→ WORK TO COMPLETE
Please convert every line of the listing below into a numbered list, leaving out any blank lines.

→ GIVEN DATA
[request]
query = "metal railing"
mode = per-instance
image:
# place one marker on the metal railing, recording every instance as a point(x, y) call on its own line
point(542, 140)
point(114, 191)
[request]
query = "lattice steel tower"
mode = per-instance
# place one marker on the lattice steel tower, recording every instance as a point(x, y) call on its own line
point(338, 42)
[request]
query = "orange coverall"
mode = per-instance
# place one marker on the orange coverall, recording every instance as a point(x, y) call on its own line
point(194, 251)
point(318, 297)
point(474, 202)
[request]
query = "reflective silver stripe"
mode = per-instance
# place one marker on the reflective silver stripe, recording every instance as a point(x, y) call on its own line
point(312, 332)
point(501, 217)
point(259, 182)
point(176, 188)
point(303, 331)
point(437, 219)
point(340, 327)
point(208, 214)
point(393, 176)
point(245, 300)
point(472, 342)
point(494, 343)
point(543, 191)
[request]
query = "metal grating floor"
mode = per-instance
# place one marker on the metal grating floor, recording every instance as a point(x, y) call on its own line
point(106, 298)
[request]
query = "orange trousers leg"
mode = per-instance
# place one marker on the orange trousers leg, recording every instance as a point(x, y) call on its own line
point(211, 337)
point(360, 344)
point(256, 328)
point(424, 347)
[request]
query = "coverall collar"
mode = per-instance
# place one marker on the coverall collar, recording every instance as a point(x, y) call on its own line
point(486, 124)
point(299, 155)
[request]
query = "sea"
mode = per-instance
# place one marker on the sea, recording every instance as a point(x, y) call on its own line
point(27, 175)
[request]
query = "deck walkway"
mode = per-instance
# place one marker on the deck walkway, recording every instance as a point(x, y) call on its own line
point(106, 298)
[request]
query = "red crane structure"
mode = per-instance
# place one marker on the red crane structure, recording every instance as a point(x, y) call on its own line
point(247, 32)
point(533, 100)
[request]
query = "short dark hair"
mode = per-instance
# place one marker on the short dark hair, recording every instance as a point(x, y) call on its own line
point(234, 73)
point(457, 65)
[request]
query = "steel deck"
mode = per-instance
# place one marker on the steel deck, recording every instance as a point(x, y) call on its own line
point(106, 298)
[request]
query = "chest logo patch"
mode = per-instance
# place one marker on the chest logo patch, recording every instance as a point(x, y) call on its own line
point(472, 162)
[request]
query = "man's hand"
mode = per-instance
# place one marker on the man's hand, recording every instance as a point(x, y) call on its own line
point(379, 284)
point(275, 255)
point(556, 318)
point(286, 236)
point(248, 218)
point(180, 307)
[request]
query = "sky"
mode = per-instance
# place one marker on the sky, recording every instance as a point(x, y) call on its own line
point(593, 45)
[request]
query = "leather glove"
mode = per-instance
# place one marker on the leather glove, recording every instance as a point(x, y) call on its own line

→ FULL RESPONSE
1. [request]
2. query = "metal railing"
3. mode = per-instance
4. image:
5. # place one marker on the metal railing, recording every instance as a point(x, y) call on its own line
6. point(542, 140)
7. point(114, 191)
8. [request]
9. query = "lattice steel tower"
10. mode = per-instance
11. # place one marker on the lattice steel tower, recording every instance as a point(x, y) call on its own line
12. point(338, 42)
13. [request]
14. query = "orange coverall"
15. mode = per-instance
16. # place one marker on the orange coverall, recording every instance as a point(x, y) call on its own line
17. point(194, 251)
18. point(318, 297)
19. point(474, 202)
20. [request]
21. query = "reflective silver stripe"
22. mode = per-instance
23. # place one marker on the reflective silver stripe, recording every instance as a point(x, y) call on its own line
24. point(312, 332)
25. point(501, 217)
26. point(259, 182)
27. point(176, 188)
28. point(303, 331)
29. point(437, 219)
30. point(340, 327)
31. point(208, 214)
32. point(393, 176)
33. point(245, 300)
34. point(472, 342)
35. point(494, 343)
36. point(543, 191)
37. [request]
38. query = "metal grating floor"
39. mode = per-instance
40. # place one marker on the metal grating floor, recording every instance as a point(x, y) call on its own line
41. point(106, 298)
42. [request]
43. query = "orange trousers leg"
44. mode = per-instance
45. # place one marker on the orange trousers leg, recording every instance as a point(x, y) call on its own line
46. point(211, 337)
47. point(360, 344)
48. point(256, 328)
49. point(424, 347)
50. [request]
51. query = "coverall collar"
52. mode = per-instance
53. # place one marker on the coverall collar, recording every instance as a point(x, y) call on its own line
54. point(486, 124)
55. point(299, 155)
56. [request]
57. query = "sea"
58. mode = per-instance
59. # place one marker on the sea, recording every instance as a point(x, y) call on its own line
60. point(27, 175)
61. [request]
62. query = "deck walkway"
63. mode = per-instance
64. # place one marker on the deck walkway, recording every instance as a point(x, y) call on its own line
65. point(106, 298)
66. [request]
67. query = "red crane structure"
68. mode = per-instance
69. # place one marker on the red crane structure, recording every instance as a point(x, y) call on its own line
70. point(247, 32)
71. point(533, 100)
72. [request]
73. query = "short dark hair"
74. mode = per-instance
75. # place one marker on the short dark hair, recording every instance as a point(x, y) call on its own line
76. point(234, 73)
77. point(457, 65)
78. [request]
79. query = "steel deck"
80. mode = per-instance
81. # place one marker on the steel deck, recording every instance as a point(x, y) call on its own line
82. point(106, 298)
83. [request]
84. query = "chest logo patch"
85. mode = per-instance
86. # place one marker on the chest logo patch, recording every instance as a point(x, y) call on its own line
87. point(472, 162)
88. [request]
89. query = "man's hand"
90. mode = per-instance
91. # place one marker on the man's hand, recording every instance as a point(x, y) call on its own line
92. point(379, 284)
93. point(275, 255)
94. point(556, 318)
95. point(286, 236)
96. point(248, 218)
97. point(180, 307)
98. [request]
99. query = "sky"
100. mode = per-instance
101. # place one marker on the sky, recording every instance as a point(x, y) call on its own line
102. point(593, 45)
103. [request]
104. query = "leather glove"
105. mode = per-instance
106. # place one marker on the leather glove, recording every instance as a point(x, y) call on its own line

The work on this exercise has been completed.